=== DIRECTIONS ===
Would you please reproduce all the entries word for word, minus the pictures?

=== GIVEN RECORDS ===
+ + + + + + +

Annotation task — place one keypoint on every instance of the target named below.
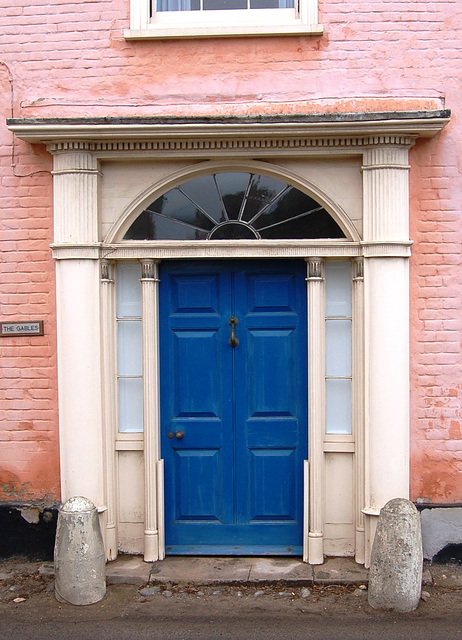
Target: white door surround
(372, 147)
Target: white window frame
(303, 19)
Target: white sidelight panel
(129, 348)
(338, 348)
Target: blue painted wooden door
(233, 418)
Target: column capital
(149, 269)
(315, 268)
(358, 268)
(107, 268)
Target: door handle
(179, 435)
(233, 321)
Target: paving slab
(128, 570)
(287, 570)
(340, 571)
(205, 570)
(449, 576)
(261, 570)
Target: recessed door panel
(233, 406)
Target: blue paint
(234, 482)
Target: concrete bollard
(80, 567)
(395, 577)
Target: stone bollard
(395, 577)
(80, 567)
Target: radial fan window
(234, 205)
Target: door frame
(84, 251)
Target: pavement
(182, 570)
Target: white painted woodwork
(151, 412)
(79, 379)
(358, 403)
(386, 193)
(75, 198)
(109, 403)
(316, 405)
(386, 299)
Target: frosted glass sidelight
(338, 289)
(130, 405)
(129, 348)
(338, 347)
(338, 406)
(129, 290)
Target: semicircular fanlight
(234, 205)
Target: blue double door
(233, 406)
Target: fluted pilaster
(316, 405)
(386, 193)
(109, 404)
(75, 189)
(358, 402)
(151, 406)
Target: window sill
(211, 31)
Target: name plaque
(21, 329)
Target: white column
(75, 195)
(316, 407)
(109, 405)
(386, 303)
(358, 402)
(79, 380)
(152, 465)
(75, 185)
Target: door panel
(234, 481)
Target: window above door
(221, 18)
(233, 205)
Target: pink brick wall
(70, 59)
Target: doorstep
(219, 570)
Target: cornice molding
(229, 249)
(120, 136)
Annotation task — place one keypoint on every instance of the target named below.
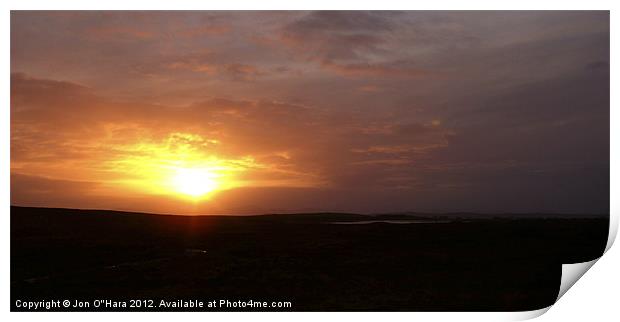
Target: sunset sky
(258, 112)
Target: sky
(240, 112)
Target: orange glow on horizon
(182, 166)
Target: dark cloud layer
(325, 111)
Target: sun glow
(185, 166)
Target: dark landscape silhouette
(449, 262)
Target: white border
(595, 298)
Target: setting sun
(195, 182)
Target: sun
(195, 182)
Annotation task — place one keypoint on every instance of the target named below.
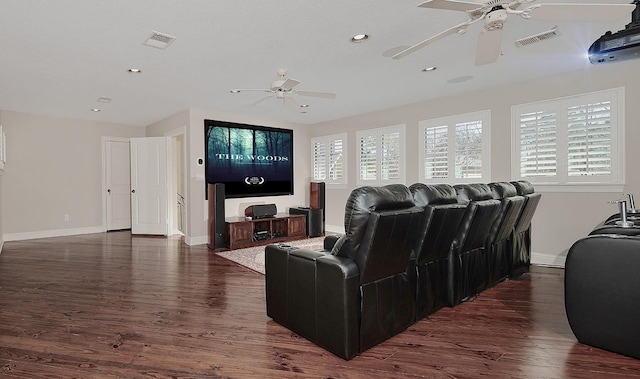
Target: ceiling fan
(494, 13)
(283, 88)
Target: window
(570, 141)
(328, 157)
(381, 155)
(456, 148)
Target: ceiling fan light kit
(496, 12)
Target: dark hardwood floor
(115, 306)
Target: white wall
(561, 218)
(197, 206)
(1, 233)
(1, 176)
(54, 167)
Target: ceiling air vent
(159, 40)
(538, 37)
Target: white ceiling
(58, 57)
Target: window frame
(484, 117)
(329, 140)
(562, 181)
(377, 134)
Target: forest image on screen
(249, 160)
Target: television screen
(250, 160)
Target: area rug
(253, 257)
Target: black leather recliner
(441, 218)
(358, 294)
(468, 274)
(602, 299)
(499, 244)
(521, 258)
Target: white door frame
(172, 186)
(149, 185)
(104, 176)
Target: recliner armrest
(316, 295)
(330, 241)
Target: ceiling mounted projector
(619, 46)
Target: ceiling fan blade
(255, 103)
(325, 95)
(237, 90)
(291, 103)
(579, 12)
(289, 84)
(459, 29)
(488, 46)
(453, 5)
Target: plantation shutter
(390, 157)
(469, 150)
(589, 139)
(368, 158)
(319, 161)
(538, 144)
(381, 155)
(328, 156)
(436, 159)
(336, 161)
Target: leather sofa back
(510, 209)
(441, 218)
(481, 211)
(381, 226)
(526, 189)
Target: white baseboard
(334, 229)
(52, 233)
(548, 260)
(196, 240)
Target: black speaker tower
(317, 200)
(216, 216)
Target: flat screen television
(250, 160)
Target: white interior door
(118, 184)
(149, 186)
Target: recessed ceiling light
(460, 79)
(359, 38)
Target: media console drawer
(241, 232)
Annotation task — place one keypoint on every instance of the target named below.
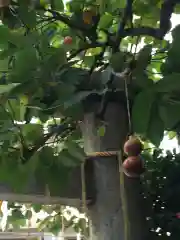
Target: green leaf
(105, 21)
(155, 131)
(26, 60)
(8, 87)
(170, 114)
(141, 111)
(171, 134)
(141, 79)
(101, 131)
(28, 214)
(36, 207)
(144, 58)
(58, 5)
(117, 61)
(32, 131)
(28, 17)
(122, 3)
(168, 83)
(77, 98)
(5, 34)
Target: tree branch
(127, 16)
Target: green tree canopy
(52, 63)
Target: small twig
(128, 14)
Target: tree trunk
(106, 214)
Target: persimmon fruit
(68, 40)
(133, 146)
(133, 166)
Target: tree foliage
(47, 80)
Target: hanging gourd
(4, 3)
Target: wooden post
(106, 214)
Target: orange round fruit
(68, 40)
(88, 16)
(133, 147)
(133, 166)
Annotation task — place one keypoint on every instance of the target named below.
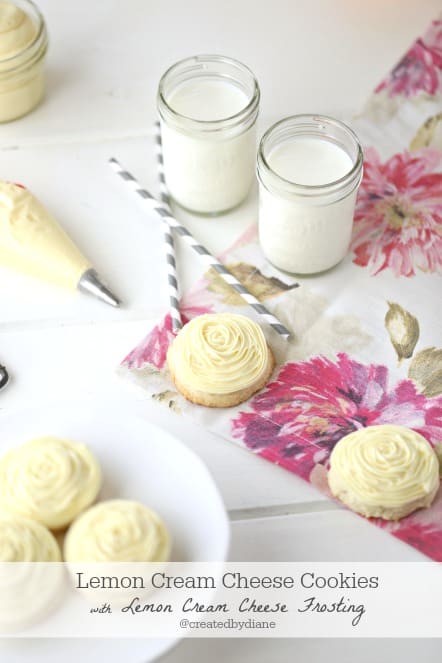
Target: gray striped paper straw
(204, 254)
(169, 247)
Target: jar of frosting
(309, 170)
(208, 105)
(23, 46)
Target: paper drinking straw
(169, 247)
(161, 209)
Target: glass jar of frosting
(309, 170)
(208, 105)
(23, 46)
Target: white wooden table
(104, 62)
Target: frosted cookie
(384, 471)
(25, 540)
(220, 359)
(50, 480)
(117, 531)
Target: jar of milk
(309, 170)
(208, 105)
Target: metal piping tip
(91, 284)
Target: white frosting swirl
(219, 353)
(25, 540)
(17, 30)
(384, 466)
(50, 480)
(117, 531)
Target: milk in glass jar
(309, 170)
(208, 105)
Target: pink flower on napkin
(300, 416)
(152, 350)
(398, 217)
(420, 68)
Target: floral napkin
(367, 336)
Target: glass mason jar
(309, 170)
(22, 78)
(208, 105)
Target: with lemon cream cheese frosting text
(384, 471)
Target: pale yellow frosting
(50, 480)
(32, 241)
(219, 353)
(117, 531)
(25, 540)
(384, 470)
(17, 30)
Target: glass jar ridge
(208, 106)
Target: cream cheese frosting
(25, 540)
(33, 242)
(385, 470)
(117, 531)
(17, 30)
(50, 480)
(219, 353)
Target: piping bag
(32, 241)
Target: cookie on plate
(117, 531)
(49, 480)
(25, 540)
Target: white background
(104, 62)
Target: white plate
(140, 462)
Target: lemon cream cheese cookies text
(49, 480)
(117, 531)
(220, 359)
(384, 471)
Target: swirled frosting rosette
(384, 471)
(117, 531)
(28, 591)
(49, 480)
(25, 540)
(220, 359)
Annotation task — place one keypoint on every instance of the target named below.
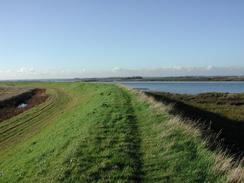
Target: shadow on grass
(221, 132)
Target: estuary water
(189, 87)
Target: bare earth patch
(11, 101)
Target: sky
(99, 38)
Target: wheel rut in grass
(110, 152)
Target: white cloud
(31, 73)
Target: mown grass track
(102, 133)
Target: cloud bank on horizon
(31, 73)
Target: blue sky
(91, 37)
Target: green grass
(101, 133)
(228, 105)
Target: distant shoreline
(136, 78)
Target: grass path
(101, 133)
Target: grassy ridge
(102, 133)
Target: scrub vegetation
(105, 133)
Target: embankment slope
(104, 133)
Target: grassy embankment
(102, 133)
(222, 113)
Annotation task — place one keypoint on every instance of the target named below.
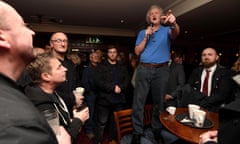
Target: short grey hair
(148, 12)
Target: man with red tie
(209, 85)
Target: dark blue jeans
(154, 79)
(90, 124)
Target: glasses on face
(60, 41)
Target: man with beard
(20, 122)
(217, 89)
(59, 45)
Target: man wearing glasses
(59, 45)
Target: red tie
(205, 83)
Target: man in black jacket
(59, 45)
(111, 81)
(47, 73)
(20, 122)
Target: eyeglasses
(60, 41)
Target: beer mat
(183, 118)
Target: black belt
(154, 65)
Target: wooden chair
(123, 120)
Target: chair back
(123, 120)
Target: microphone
(149, 35)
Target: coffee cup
(191, 108)
(171, 110)
(199, 117)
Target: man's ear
(3, 41)
(45, 76)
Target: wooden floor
(83, 139)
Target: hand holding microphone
(149, 31)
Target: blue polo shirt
(157, 49)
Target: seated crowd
(48, 79)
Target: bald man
(218, 87)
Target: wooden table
(184, 132)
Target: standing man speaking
(153, 47)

+ + + + + + +

=== ANSWER TO THIS PROBLEM ===
Annotation task — place one keypoint on every instance of the target named below.
Target: white door surround
(372, 147)
Target: white window frame
(303, 19)
Target: white sidelight panel
(129, 348)
(338, 348)
Target: blue painted wooden door
(233, 418)
Target: column capital
(149, 269)
(315, 268)
(358, 268)
(107, 268)
Target: door handle
(179, 435)
(233, 321)
Target: paving slab
(128, 570)
(287, 570)
(340, 571)
(205, 570)
(449, 576)
(261, 570)
Target: recessed door panel
(233, 406)
Target: blue paint
(234, 482)
Target: concrete bollard
(80, 567)
(395, 577)
Target: stone bollard
(395, 577)
(80, 567)
Target: radial fan window
(234, 205)
Target: door frame
(84, 251)
Target: pavement
(182, 570)
Target: white painted woodwork
(151, 412)
(79, 379)
(358, 403)
(386, 193)
(75, 198)
(109, 403)
(316, 405)
(386, 299)
Target: frosted glass sidelight
(338, 289)
(130, 405)
(129, 348)
(338, 347)
(338, 406)
(129, 290)
Target: semicircular fanlight
(234, 205)
Target: blue double door
(233, 406)
Target: fluted pilaster
(316, 405)
(386, 193)
(109, 404)
(75, 189)
(358, 402)
(151, 406)
Target: window sill
(211, 31)
Target: name plaque
(21, 329)
Target: white column
(75, 195)
(316, 407)
(109, 405)
(386, 303)
(358, 402)
(79, 380)
(152, 465)
(75, 185)
Target: door panel
(234, 481)
Target: window above door
(221, 18)
(233, 205)
Target: pink brick wall
(70, 59)
Target: doorstep
(219, 570)
Target: cornice molding
(229, 249)
(120, 136)
Annotation task — place one keypoint on every instance of the target named below.
Target: sunset sky
(258, 112)
Target: sky
(240, 112)
Target: orange glow on horizon
(182, 166)
Target: dark cloud layer
(325, 111)
Target: sun glow
(185, 166)
Target: dark landscape silhouette
(449, 262)
Target: white border
(595, 298)
Target: setting sun
(195, 182)
Target: sun
(195, 182)
Annotation task — place one keypoint on every instance of the target named below.
Target: ceiling fan
(494, 13)
(283, 88)
Target: window
(570, 141)
(328, 157)
(381, 155)
(456, 148)
Target: ceiling fan light kit
(496, 12)
Target: dark hardwood floor
(115, 306)
Target: white wall
(561, 218)
(197, 206)
(1, 233)
(1, 176)
(54, 167)
Target: ceiling air vent
(159, 40)
(538, 37)
Target: white ceiling
(58, 57)
Target: window frame
(484, 117)
(329, 140)
(562, 181)
(377, 134)
Target: forest image on screen
(249, 160)
Target: television screen
(250, 160)
Target: area rug
(253, 257)
Target: black leather recliner
(441, 218)
(358, 294)
(468, 274)
(602, 299)
(499, 244)
(521, 258)
Target: white door frame
(172, 186)
(149, 185)
(104, 176)
Target: recliner armrest
(316, 295)
(330, 241)
Target: ceiling mounted projector
(619, 46)
Target: ceiling fan blade
(255, 103)
(325, 95)
(237, 90)
(291, 103)
(579, 12)
(289, 84)
(459, 29)
(488, 46)
(453, 5)
Target: plantation shutter
(390, 157)
(469, 150)
(589, 139)
(368, 158)
(319, 161)
(538, 144)
(381, 155)
(328, 156)
(436, 159)
(336, 161)
Target: leather sofa back
(510, 209)
(441, 218)
(481, 211)
(381, 226)
(526, 189)
Target: white baseboard
(334, 229)
(52, 233)
(548, 260)
(196, 240)
Target: black speaker tower
(317, 200)
(216, 216)
Target: flat screen television
(250, 160)
Target: white interior door
(118, 184)
(149, 186)
Target: recessed ceiling light
(460, 79)
(359, 38)
Target: media console drawer
(241, 232)
Annotation task — place one keypoint on every instance of the target named below.
Target: green leaf
(105, 21)
(155, 131)
(26, 60)
(8, 87)
(170, 114)
(141, 111)
(171, 134)
(141, 79)
(101, 131)
(28, 214)
(36, 207)
(144, 58)
(58, 5)
(117, 61)
(32, 131)
(28, 17)
(122, 3)
(168, 83)
(77, 98)
(5, 34)
Target: tree branch
(127, 16)
Target: green tree canopy
(52, 63)
Target: small twig
(128, 14)
Target: tree trunk
(106, 214)
Target: persimmon fruit
(68, 40)
(133, 146)
(133, 166)
Target: tree foliage
(47, 80)
Target: hanging gourd
(4, 3)
Target: wooden post
(106, 214)
Target: orange round fruit
(68, 40)
(88, 16)
(133, 147)
(133, 166)
Annotation task — place one keypoint on every instance of the target named below.
Target: gray striped paper straw
(204, 254)
(169, 247)
Target: jar of frosting
(309, 170)
(208, 105)
(23, 46)
Target: paper drinking straw
(169, 247)
(161, 209)
Target: glass jar of frosting
(309, 170)
(208, 105)
(23, 46)
Target: white wooden table
(104, 62)
Target: frosted cookie
(384, 471)
(25, 540)
(220, 359)
(50, 480)
(117, 531)
Target: jar of milk
(309, 170)
(208, 105)
Target: metal piping tip
(91, 284)
Target: white frosting swirl
(219, 353)
(25, 540)
(17, 30)
(384, 466)
(50, 480)
(117, 531)
Target: milk in glass jar
(309, 170)
(208, 105)
Target: pink flower on napkin
(300, 416)
(152, 350)
(398, 217)
(420, 68)
Target: floral napkin
(367, 336)
Target: glass mason jar
(309, 170)
(22, 78)
(208, 105)
Target: with lemon cream cheese frosting text
(384, 471)
Target: pale yellow frosting
(50, 480)
(32, 241)
(219, 353)
(117, 531)
(25, 540)
(384, 470)
(17, 30)
Target: glass jar ridge
(208, 106)
Target: cream cheese frosting
(25, 540)
(33, 242)
(385, 470)
(117, 531)
(17, 30)
(50, 480)
(219, 353)
Target: piping bag
(32, 241)
Target: cookie on plate
(117, 531)
(49, 480)
(25, 540)
Target: white background
(104, 62)
Target: white plate
(140, 462)
Target: lemon cream cheese cookies text
(49, 480)
(117, 531)
(220, 359)
(384, 471)
Target: swirled frosting rosette
(384, 471)
(117, 531)
(28, 591)
(49, 480)
(25, 540)
(220, 359)
Annotation task — place one keypoint on every instance of the target named below.
Target: shadow on grass
(221, 132)
Target: estuary water
(189, 87)
Target: bare earth patch
(11, 101)
Target: sky
(99, 38)
Target: wheel rut in grass
(110, 152)
Target: white cloud
(31, 73)
Target: mown grass track
(102, 133)
Target: cloud bank on horizon
(31, 73)
Target: blue sky
(91, 37)
Target: green grass
(101, 133)
(228, 105)
Target: distant shoreline
(136, 78)
Target: grass path
(101, 133)
Target: grassy ridge
(102, 133)
Target: scrub vegetation
(105, 133)
Target: embankment slope
(104, 133)
Target: grassy embankment
(102, 133)
(222, 113)
Annotation task — place one keypoint on every instance of the target named below.
Target: short grey hair
(148, 12)
Target: man with red tie
(209, 85)
Target: dark blue jeans
(154, 79)
(90, 124)
Target: glasses on face
(60, 41)
Target: man with beard
(20, 122)
(217, 89)
(59, 45)
Target: man wearing glasses
(59, 45)
Target: red tie
(205, 83)
Target: man in black jacket
(59, 45)
(111, 81)
(47, 73)
(20, 122)
Target: eyeglasses
(60, 41)
Target: beer mat
(183, 118)
Target: black belt
(154, 65)
Target: wooden chair
(123, 120)
Target: chair back
(123, 120)
Target: microphone
(149, 35)
Target: coffee cup
(191, 108)
(171, 110)
(199, 117)
Target: man's ear
(3, 41)
(45, 76)
Target: wooden floor
(83, 139)
Target: hand holding microphone
(149, 31)
Target: blue polo shirt
(157, 49)
Target: seated crowd
(48, 79)
Target: bald man
(218, 87)
Target: wooden table
(184, 132)
Target: standing man speaking
(153, 47)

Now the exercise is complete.